- [Do this]:
Please count how many lines in the items below contain the word "mountain". Reply with only that number.

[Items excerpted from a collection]
++++++++
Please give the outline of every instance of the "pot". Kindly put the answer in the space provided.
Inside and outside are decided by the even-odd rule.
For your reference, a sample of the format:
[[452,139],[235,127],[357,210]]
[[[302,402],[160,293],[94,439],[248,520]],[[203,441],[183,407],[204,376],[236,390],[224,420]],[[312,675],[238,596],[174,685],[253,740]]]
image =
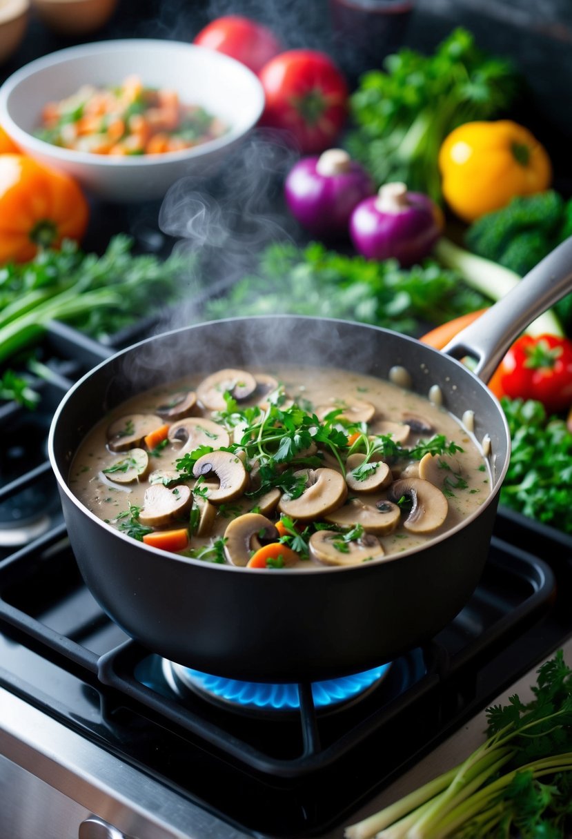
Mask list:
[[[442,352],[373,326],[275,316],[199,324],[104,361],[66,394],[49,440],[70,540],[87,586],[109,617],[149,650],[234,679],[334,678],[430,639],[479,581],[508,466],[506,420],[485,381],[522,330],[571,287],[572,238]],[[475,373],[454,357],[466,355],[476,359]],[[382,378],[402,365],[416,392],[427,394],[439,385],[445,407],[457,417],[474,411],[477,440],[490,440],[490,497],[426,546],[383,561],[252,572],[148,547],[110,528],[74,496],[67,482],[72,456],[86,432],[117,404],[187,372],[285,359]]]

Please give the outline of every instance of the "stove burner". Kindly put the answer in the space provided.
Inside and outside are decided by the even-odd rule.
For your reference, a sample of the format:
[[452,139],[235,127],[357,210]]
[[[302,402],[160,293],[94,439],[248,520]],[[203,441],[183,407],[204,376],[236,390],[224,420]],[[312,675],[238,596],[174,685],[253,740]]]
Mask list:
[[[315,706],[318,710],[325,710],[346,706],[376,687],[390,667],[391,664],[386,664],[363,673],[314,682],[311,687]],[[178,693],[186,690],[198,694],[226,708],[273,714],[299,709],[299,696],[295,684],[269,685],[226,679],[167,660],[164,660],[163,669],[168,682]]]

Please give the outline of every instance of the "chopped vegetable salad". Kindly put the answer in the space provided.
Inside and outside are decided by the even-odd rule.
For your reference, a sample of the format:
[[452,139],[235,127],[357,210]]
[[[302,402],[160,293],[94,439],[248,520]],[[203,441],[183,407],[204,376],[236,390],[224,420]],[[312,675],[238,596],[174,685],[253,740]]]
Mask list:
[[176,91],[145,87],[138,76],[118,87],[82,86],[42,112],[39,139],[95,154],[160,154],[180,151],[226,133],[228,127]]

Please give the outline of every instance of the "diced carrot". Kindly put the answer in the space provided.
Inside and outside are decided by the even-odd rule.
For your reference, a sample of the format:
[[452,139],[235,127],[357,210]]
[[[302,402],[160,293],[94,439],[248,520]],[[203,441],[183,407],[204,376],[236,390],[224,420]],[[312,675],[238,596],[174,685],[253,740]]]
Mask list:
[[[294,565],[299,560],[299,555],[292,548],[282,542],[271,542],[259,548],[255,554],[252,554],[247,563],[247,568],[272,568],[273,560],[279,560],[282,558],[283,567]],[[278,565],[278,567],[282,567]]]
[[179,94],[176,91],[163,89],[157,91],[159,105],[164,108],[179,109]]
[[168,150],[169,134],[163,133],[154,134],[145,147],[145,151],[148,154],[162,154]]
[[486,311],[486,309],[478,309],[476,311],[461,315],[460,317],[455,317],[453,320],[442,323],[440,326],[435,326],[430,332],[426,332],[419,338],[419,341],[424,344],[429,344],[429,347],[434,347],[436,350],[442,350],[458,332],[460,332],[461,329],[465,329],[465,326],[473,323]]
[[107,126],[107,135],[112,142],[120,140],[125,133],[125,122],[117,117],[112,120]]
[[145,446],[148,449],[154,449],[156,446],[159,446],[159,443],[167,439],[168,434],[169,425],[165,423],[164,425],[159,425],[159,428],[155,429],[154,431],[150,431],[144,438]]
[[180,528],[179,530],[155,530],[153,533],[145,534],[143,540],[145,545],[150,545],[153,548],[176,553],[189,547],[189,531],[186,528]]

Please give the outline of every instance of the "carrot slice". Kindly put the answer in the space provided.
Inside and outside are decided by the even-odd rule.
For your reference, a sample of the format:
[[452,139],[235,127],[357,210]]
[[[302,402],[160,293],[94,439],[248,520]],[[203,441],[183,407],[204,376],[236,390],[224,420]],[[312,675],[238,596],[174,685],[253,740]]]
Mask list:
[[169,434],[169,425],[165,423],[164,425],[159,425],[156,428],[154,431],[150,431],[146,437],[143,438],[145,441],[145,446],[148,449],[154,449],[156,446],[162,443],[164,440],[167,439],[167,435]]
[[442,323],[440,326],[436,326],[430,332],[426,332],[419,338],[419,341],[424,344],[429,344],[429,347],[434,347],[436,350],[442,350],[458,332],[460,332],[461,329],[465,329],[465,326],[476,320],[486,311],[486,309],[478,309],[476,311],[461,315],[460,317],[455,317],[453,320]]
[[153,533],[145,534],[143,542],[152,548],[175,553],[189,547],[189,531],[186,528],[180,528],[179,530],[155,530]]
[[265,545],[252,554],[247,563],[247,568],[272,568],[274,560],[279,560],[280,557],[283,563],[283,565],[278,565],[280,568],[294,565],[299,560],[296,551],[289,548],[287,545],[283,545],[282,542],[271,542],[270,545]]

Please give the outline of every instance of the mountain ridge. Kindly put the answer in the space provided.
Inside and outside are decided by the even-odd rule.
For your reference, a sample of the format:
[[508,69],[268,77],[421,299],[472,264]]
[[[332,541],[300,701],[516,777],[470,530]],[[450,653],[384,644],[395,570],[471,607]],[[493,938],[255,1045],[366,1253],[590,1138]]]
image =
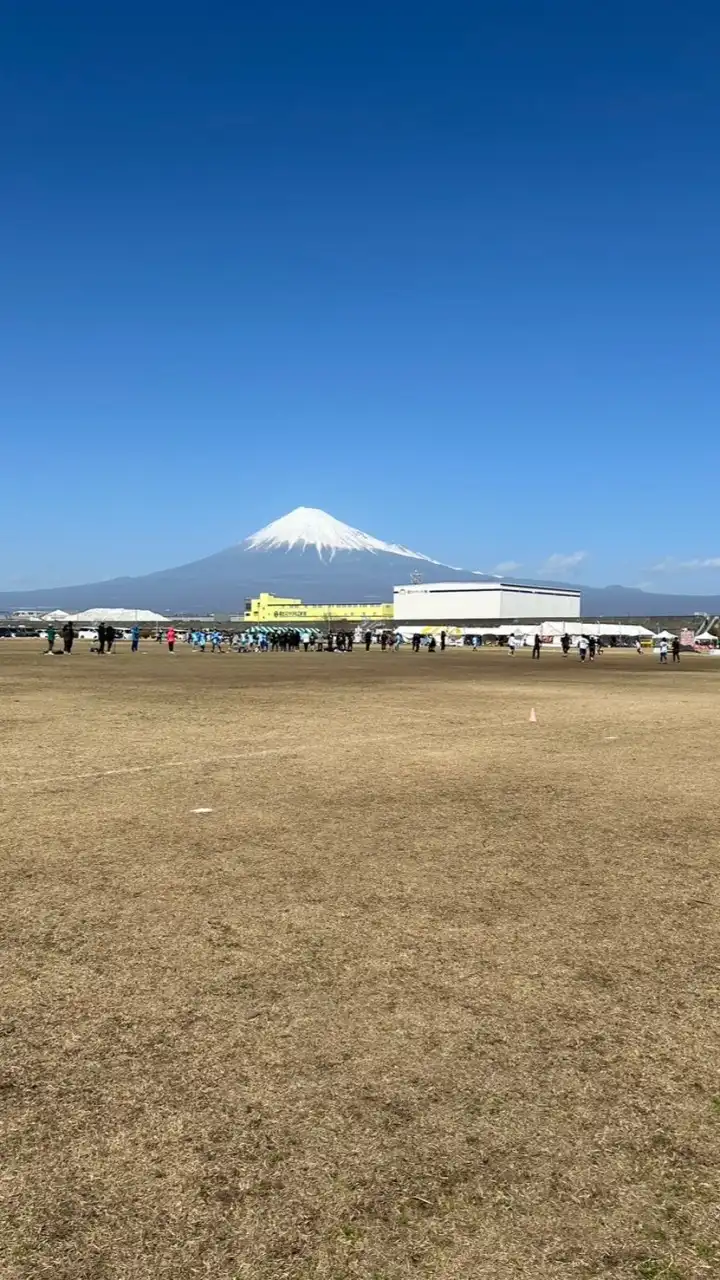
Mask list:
++++++++
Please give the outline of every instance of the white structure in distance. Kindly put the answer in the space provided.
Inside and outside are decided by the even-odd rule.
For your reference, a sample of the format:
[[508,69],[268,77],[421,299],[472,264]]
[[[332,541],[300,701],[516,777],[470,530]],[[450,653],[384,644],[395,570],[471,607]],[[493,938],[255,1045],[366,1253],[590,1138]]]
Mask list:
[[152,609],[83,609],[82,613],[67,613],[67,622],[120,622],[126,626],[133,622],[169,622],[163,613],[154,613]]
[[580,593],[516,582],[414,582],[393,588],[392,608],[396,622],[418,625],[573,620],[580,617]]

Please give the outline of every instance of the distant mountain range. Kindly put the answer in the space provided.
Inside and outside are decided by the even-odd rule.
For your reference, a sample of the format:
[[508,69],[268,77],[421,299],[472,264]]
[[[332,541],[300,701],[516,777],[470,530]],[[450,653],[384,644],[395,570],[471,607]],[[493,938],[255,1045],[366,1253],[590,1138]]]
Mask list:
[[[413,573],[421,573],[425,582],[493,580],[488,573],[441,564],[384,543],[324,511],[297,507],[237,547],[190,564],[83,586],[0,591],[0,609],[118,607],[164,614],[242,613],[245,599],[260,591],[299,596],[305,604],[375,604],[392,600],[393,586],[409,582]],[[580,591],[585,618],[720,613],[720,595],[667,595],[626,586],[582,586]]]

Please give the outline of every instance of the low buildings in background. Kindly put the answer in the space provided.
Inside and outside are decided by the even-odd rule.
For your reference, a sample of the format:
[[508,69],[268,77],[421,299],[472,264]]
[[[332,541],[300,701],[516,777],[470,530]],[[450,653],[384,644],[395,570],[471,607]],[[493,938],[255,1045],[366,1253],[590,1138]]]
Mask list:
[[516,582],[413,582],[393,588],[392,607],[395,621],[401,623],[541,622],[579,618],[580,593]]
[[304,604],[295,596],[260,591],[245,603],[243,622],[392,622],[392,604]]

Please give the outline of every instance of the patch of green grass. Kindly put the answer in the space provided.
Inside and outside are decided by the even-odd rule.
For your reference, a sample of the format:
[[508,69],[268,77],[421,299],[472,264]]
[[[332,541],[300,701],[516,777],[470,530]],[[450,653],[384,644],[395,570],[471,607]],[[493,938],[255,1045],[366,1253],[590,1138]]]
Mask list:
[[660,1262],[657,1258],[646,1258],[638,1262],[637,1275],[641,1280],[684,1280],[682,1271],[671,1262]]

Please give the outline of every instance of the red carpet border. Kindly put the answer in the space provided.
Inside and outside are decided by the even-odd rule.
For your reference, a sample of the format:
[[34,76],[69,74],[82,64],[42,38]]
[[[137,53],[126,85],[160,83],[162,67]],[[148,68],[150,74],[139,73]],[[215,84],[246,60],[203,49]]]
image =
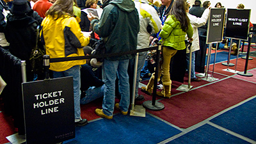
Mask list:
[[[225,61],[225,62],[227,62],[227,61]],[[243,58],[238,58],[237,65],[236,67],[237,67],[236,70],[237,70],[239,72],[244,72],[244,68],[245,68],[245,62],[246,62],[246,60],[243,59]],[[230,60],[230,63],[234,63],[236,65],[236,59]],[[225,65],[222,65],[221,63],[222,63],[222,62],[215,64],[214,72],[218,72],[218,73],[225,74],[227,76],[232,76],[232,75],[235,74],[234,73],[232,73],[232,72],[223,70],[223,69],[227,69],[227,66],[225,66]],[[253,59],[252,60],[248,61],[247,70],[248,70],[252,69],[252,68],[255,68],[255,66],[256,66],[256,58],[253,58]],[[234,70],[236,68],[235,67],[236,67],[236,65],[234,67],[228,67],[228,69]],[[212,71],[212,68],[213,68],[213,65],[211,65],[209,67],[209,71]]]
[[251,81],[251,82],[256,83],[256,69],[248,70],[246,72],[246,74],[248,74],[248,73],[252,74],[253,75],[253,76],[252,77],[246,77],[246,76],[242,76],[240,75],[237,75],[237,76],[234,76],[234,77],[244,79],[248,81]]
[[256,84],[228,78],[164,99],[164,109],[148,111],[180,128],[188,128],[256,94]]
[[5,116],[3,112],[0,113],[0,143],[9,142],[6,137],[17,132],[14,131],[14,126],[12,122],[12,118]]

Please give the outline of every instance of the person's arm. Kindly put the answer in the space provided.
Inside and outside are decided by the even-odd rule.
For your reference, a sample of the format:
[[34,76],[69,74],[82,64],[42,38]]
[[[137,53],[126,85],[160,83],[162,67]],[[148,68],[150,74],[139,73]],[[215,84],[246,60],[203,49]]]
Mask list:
++++++++
- [Answer in full]:
2